> **EXTRACTED TEXT**
******************************

Mayor Kevin Faulconer is proposing an ambitious housing reform in the closing months of his administration, but the proposal to allow developers to build much taller buildings near transit, if they reserve some apartments for low- and moderate-income residents, has one glaring exception.
The proposal makes no changes to areas where property owners are only allowed to build single-family homes. Those areas, representing vast swaths of the city, will remain untouched. Right now, in 70 percent of the areas where property owners are allowed to build homes, they are allowed to build only single-family homes. Even near transit stations, more than 50 percent of area zoned for residential use is restricted to single-family homes.
It has been that way for nearly 100 years since San Diego passed its first zoning ordinance. Then, as now, development regulations in the city placed standalone homes with their own yards — and the residents who could afford them — above all else.
In a deep dive into the city’s zoning history, Andrew Keatts outlined single-family housing’s century of supremacy in San Diego. After the Supreme Court outlawed explicit race-based zoning, cities across the country, including San Diego, began implementing the zoning we know today, often resulting in racial segregation, even if it was no longer explicit. Explicit or coded racial justifications for the measure were rare, but not unheard of, based on archived newspaper clippings.
But at the state and local levels, there’s now a robust debate about how to fix decades of the exclusionary effects of single-family zoning. One group, San Diego 50, is lobbying the city to pass a measure to allow property owners to split any single-family lot into smaller lots, creating more and cheaper housing.
The mayor’s office, for its part, says it excluded single-family zoning from its transit-focused development proposal so it could be adopted in months instead of years, but says it agrees with the need to dismantle single-family zoning, and is doing so by liberalizing regulations on building granny flats. And state legislators are right now debating a bill by Senate President Pro Tem Toni Atkins, which would let property owners split their lots or build duplexes anywhere restricted to single-family homes.

******************************

> **PROBLEM SET**
1/ In the article on San Diego's single-family zoning, transcribe the part that opens with the words containing "In a deep dive" and closes with "archived newspaper clippings.".
2/ Rewrite the paragraph of the article on San Diego's single-family zoning that begins "The proposal makes no changes" as a short bulleted list that keeps its main facts.
3/ Answer these questions using the article on San Diego's single-family zoning:
(a) In what percentage of the areas where property owners may build homes are they allowed to build only single-family homes?
(b) What group is lobbying the city to allow any single-family lot to be split into smaller lots?
(c) Who wrote the state bill that would let property owners split their lots or build duplexes in single-family areas?

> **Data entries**
******************************

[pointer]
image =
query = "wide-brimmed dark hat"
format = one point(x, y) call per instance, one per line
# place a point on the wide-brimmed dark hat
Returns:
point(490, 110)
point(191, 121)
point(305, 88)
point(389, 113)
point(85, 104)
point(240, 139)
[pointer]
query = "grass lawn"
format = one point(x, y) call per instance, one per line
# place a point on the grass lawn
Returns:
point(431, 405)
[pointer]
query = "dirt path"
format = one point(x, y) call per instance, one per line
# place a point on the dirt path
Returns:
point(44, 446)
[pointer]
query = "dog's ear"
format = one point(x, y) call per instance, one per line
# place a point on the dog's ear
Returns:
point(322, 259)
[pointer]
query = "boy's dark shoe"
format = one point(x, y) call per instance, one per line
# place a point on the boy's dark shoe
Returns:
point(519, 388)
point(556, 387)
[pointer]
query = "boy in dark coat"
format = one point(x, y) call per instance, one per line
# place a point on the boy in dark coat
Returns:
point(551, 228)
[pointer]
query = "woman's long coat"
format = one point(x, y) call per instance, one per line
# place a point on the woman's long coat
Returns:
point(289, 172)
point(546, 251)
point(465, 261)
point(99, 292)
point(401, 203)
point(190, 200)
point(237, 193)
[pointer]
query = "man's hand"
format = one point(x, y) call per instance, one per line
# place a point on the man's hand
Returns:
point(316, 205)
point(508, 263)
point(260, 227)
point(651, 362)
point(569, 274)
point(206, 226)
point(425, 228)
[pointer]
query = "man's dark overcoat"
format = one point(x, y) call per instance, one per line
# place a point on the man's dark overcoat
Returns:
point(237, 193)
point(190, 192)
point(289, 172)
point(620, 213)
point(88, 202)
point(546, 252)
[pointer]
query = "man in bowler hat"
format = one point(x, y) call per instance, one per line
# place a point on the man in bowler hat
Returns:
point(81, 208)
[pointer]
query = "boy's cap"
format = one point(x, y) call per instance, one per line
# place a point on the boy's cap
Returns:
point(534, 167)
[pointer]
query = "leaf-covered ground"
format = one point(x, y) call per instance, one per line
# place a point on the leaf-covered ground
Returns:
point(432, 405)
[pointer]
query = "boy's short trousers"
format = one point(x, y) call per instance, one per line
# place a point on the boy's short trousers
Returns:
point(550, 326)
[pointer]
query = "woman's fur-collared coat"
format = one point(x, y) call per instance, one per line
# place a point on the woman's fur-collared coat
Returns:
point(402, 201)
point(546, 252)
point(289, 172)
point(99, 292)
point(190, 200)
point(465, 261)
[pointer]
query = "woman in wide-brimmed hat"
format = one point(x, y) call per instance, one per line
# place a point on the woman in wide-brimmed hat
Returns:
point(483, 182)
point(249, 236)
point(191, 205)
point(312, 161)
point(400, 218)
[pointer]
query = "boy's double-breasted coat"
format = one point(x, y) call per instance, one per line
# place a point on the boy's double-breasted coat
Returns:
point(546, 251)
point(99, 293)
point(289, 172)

******************************

> **EXPECTED RESPONSES**
1/
In a deep dive into the city’s zoning history, Andrew Keatts outlined single-family housing’s century of supremacy in San Diego. After the Supreme Court outlawed explicit race-based zoning, cities across the country, including San Diego, began implementing the zoning we know today, often resulting in racial segregation, even if it was no longer explicit. Explicit or coded racial justifications for the measure were rare, but not unheard of, based on archived newspaper clippings.

2/
- The proposal leaves areas zoned only for single-family homes unchanged, and those areas cover vast swaths of the city.
- In 70 percent of the areas where homes may be built, only single-family homes are allowed.
- Near transit stations, more than 50 percent of residentially zoned area is restricted to single-family homes.

3/
(a) 70 percent
(b) San Diego 50
(c) Senate President Pro Tem Toni Atkins